RECORD SET.
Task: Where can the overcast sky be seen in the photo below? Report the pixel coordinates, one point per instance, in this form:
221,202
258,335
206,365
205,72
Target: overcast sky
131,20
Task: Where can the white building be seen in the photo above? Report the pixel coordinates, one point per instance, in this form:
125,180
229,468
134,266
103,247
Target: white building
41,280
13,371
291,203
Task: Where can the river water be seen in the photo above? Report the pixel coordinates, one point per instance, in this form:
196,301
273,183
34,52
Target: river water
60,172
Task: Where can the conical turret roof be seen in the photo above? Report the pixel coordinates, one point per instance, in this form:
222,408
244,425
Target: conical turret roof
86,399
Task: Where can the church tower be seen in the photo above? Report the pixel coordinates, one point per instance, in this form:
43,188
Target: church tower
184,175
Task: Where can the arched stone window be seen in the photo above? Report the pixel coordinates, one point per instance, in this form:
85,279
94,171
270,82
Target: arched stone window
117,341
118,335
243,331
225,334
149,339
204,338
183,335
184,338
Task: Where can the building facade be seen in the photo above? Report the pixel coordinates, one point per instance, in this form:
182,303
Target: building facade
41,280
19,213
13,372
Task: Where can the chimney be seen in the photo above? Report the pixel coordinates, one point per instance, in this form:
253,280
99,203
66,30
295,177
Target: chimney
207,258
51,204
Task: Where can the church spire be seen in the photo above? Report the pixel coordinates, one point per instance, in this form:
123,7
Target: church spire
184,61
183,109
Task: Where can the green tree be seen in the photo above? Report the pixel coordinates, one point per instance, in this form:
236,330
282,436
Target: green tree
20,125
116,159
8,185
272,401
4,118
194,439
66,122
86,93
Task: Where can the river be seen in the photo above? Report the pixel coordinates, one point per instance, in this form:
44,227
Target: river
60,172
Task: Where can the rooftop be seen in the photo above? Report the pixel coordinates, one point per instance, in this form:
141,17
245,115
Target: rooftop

WORK TO BE COMPLETED. Please copy all of the records above line for line, without changing anything.

CORRECT OUTPUT.
Task: Where can the overcast sky be seen in the photo below? Report the pixel coordinates, one point per instance, in this form:
221,202
258,335
206,365
205,72
Target: overcast sky
131,20
Task: Where can the white building be seen in the photo above? Report the pixel coordinates, one point per instance, in this form:
125,180
229,468
134,266
103,247
Target: white building
41,280
13,371
291,203
Task: Where can the river water be seen in the photo above? Report the pixel coordinates, one point per instance, in this form:
196,301
273,183
34,52
Target: river water
60,172
Task: Where can the conical turret roof be seen in the photo above? Report the pixel coordinates, one point per instance, in this form:
222,408
244,425
Target: conical turret roof
86,399
Task: Where can the church tower be seen in the photo above? Report the pixel coordinates, one point per instance, in this form:
43,188
Target: church tower
184,175
Task: Where can the arched stone window be seen in the photo above? Report the pixel coordinates, one point per instance, in this form:
85,279
94,171
270,82
Target: arched stone window
117,341
118,335
243,331
225,334
149,339
204,338
183,335
184,338
Task: Where can the building facade be seen in the photo above? Report the pixel coordinates, one point per instance, in this form:
182,303
Target: building facade
41,280
19,213
13,372
Task: Where can the chimney be seen in the photo above? Report the pixel coordinates, one point per instance, in this form:
253,280
99,203
66,30
295,177
Target: chimney
207,258
51,204
Task: Where can the church spire be seen in the photo above? Report the pixel coordinates, one point per instance, in this form:
123,7
Target: church spire
184,61
183,109
Task: Where can the green tree be seen in the photo above? Report the pixel coordinates, one point per instance, in this form:
236,330
282,436
Target: green tree
20,125
116,159
8,185
272,401
4,118
194,439
66,122
86,93
Task: Where can the river be seen in the photo above? Report the pixel coordinates, one point per instance, in this form:
44,227
Target: river
60,172
Task: Where can the rooftop be seen in the photo above? Report the pixel coordinates, one point per instance, in this form:
141,17
245,115
Target: rooftop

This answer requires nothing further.